- [Aim of the exercise]:
Please set down the data again exactly, minus the pictures.

- [Record extracts]:
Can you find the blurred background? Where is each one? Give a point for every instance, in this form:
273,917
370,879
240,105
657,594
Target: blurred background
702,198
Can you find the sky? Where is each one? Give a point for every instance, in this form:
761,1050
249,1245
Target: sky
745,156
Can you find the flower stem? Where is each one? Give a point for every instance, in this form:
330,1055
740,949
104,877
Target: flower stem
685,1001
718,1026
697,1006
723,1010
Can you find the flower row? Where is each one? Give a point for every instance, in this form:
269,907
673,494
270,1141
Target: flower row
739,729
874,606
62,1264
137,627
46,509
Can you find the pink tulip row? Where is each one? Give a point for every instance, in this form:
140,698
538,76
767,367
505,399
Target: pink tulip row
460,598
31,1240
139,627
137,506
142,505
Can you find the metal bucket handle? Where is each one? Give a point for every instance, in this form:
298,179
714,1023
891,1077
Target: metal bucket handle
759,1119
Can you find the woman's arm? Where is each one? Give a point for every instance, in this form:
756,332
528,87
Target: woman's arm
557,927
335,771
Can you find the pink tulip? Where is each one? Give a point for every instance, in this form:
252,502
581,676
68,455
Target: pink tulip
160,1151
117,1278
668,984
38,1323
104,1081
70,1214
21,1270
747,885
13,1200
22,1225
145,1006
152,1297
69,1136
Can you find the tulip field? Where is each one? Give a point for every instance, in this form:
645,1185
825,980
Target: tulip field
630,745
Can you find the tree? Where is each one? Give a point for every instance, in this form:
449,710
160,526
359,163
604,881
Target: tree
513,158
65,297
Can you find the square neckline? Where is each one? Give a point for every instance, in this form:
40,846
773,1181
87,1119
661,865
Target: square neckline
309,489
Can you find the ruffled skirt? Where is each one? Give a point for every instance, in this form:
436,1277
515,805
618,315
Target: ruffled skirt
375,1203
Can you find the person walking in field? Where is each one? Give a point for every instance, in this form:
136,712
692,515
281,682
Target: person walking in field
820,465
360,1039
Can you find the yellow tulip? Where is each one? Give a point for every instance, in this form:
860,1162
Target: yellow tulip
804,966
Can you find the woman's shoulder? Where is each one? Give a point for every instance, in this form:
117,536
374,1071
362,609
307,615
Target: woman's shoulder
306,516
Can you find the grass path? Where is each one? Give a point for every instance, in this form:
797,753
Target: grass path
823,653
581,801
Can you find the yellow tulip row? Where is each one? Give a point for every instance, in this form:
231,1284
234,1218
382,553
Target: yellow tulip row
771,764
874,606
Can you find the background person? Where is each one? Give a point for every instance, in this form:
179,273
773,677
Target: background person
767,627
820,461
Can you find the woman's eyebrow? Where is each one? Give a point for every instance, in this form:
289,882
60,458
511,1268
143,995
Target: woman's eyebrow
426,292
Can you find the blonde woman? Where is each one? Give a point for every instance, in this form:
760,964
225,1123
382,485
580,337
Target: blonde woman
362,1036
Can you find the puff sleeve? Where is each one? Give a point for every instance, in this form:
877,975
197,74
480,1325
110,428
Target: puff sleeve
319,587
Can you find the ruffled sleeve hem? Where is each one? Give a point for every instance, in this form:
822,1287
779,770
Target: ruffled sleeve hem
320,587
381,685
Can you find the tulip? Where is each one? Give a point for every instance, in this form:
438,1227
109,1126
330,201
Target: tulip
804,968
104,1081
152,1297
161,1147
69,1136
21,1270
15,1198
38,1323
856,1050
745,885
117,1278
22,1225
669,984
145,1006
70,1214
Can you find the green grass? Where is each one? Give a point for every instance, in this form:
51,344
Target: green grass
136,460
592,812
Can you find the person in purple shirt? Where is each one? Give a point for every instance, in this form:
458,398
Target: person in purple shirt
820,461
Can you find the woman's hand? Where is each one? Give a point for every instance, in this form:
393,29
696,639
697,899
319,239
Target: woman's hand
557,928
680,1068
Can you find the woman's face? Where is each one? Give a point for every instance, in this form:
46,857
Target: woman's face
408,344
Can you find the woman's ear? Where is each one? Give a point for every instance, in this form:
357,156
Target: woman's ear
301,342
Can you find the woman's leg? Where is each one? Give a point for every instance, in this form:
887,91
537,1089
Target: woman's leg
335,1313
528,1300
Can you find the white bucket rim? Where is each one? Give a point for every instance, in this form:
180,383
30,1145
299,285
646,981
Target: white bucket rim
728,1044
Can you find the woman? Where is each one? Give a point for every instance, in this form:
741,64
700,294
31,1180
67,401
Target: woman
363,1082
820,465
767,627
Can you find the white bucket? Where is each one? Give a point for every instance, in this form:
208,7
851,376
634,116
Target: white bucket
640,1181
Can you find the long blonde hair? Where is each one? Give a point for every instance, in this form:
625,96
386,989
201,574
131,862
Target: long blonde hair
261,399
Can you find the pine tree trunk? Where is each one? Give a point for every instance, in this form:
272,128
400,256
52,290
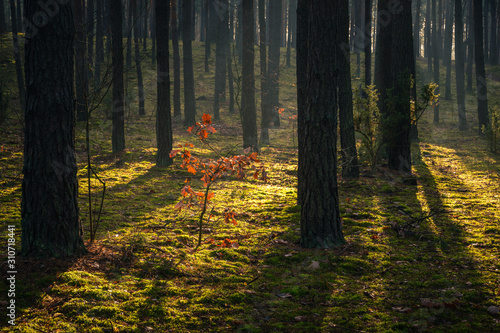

- [Written reply]:
Can you find the blurred background? Where is each one? Give a point for every instance, in this form:
273,917
370,879
240,105
657,594
Target: blurred background
702,198
Can you find the sky? Where is each one? Give a point for every instance, in this form:
761,1050
249,1245
Target: sky
745,156
Can you find the flower stem? Where is each one? Give a point for every instance, in this form:
330,1055
740,949
104,877
Target: flower stem
685,1001
718,1026
697,1006
723,1010
Can you find the flower row? Where is each one? Give a point for every instance, in this form:
269,907
673,494
270,1141
Target: flower row
739,729
874,606
62,1264
137,627
46,509
Can you find the pink tulip row? Where is each one? Give a point for every instance, in this form:
140,698
538,76
767,367
505,399
Target: pink tulip row
460,598
31,1240
139,627
137,506
142,505
Can you find the metal bucket handle? Where is each one? Give a point for every instance, in this form:
298,179
714,1023
891,1077
Target: metal bucket handle
759,1119
Can you find the woman's arm? Where is each one? Give a point for every instance, in this form:
756,332
528,87
Target: woman's arm
557,927
335,771
Can you find the pink tulip? Where is each one? Give a point for every instance, in this form:
252,502
581,676
68,455
Target: pink tulip
160,1151
117,1278
668,984
38,1323
104,1081
70,1214
21,1270
747,885
13,1200
22,1225
145,1006
152,1297
69,1136
Can you find the tulip field? Where is each one? Give a point for every instance, in this form:
645,1185
825,980
Target: tulip field
630,745
Can you find the tree? Where is each one? Give a point for every instance, in this form:
449,710
160,526
359,163
604,881
Target: tree
513,158
65,297
Can you find the square neckline? Where is each one? Give a point for every instance, in this form:
40,846
773,1181
87,1119
661,865
Target: square neckline
309,489
Can you find the ruffled skirt? Where is each one? Give a point for every instance, in this form:
436,1277
515,805
618,315
Target: ruffled skirt
375,1203
Can you find the person walking in field? Where is each one? Give a point for every instance, in this form:
136,712
692,515
281,682
Target: person walking in field
820,465
360,1039
Can you find the yellow tulip? Where is each one? Give a point for every instance, in this form:
860,1162
Target: yellow tulip
804,966
Can you find the woman's shoulder? Where is each one? Give a point for every instance, in this form:
117,536
374,1071
362,609
307,615
Target: woman's shoulder
306,516
Can you find the grass path? Where is each one? Give a point for every instance, in this form:
797,753
Target: grass path
823,653
581,801
Can you find the yellow tulip row? Where is each one? Give a point for every instance, in this form:
231,1284
234,1218
382,553
Target: yellow tulip row
771,764
874,606
Can you find the background person? Where is each one? Give a point for every instance, in this form:
179,273
773,677
Target: background person
767,627
820,461
Can you find the woman's eyebrow? Where is each one? Give a point for every instance, in this form:
289,882
60,458
511,1268
143,995
Target: woman's eyebrow
426,292
Can you find the blonde woman? Where is each one? Give a point for every instance, in this form:
760,964
225,1123
382,485
580,337
Target: blonde woman
362,1036
Can you find the puff sleeve? Where is each one? Give a point for every instance, in this form:
877,975
197,74
480,1325
110,428
Target: puff sleeve
319,587
Can you find the ruffled sleeve hem? Where is each one? Give a point for every instance, in this form:
822,1287
779,770
Target: ruffled sleeve hem
320,587
381,685
Can you find the tulip? Where is each one? Give a point for every instance, in this form:
438,1227
109,1126
330,201
Target: tulip
804,968
104,1081
152,1297
161,1147
69,1136
21,1270
15,1198
38,1323
856,1050
745,885
117,1278
22,1225
669,984
145,1006
70,1214
Can you find the green grass? Where is each one? Give a point for every instance, in this form:
51,344
Target: green grass
136,460
592,812
Can you find the person in purple shirt? Where is each one? Give a point for every instance, in this form:
458,398
Target: person in purple shirt
820,461
Can you find the woman's hand? Where is each one? Give a point for every instance, in this form:
393,29
696,639
697,899
319,239
Target: woman's hand
557,928
680,1068
Can you find the woman's face? Where is each one? Give a point for every instance, in this form:
46,857
Target: woman's face
408,344
Can you find the woman's ear? Where is each one? Give a point for every instance, in this form:
357,156
Target: woman's ear
301,342
Can you find the woman's leg? Where is each one? Give a point for every instance, in this form:
887,91
537,1089
Target: woman's leg
335,1313
528,1300
Can you find the white bucket rim? Where is each one? Give a point for every instance, in this form:
180,383
30,1145
299,285
646,981
Target: white bucket rim
728,1044
Can you find the woman? Where is each one? Give a point for every instance, in this form:
741,64
700,294
31,1180
67,401
Target: woman
363,1082
820,465
767,627
Can you find the white bucket? Where is each one? Give a point for every instance, in this form:
208,7
851,376
634,116
Target: white bucket
640,1181
Can you find the long blonde hair? Where is each one? Give a point for every instance, in this form:
625,96
386,989
201,574
131,862
Target: long blonde hair
261,399
Can you find the pine tree trunk? Where is each one? Give a point for every instance, in this form:
272,128
400,256
52,290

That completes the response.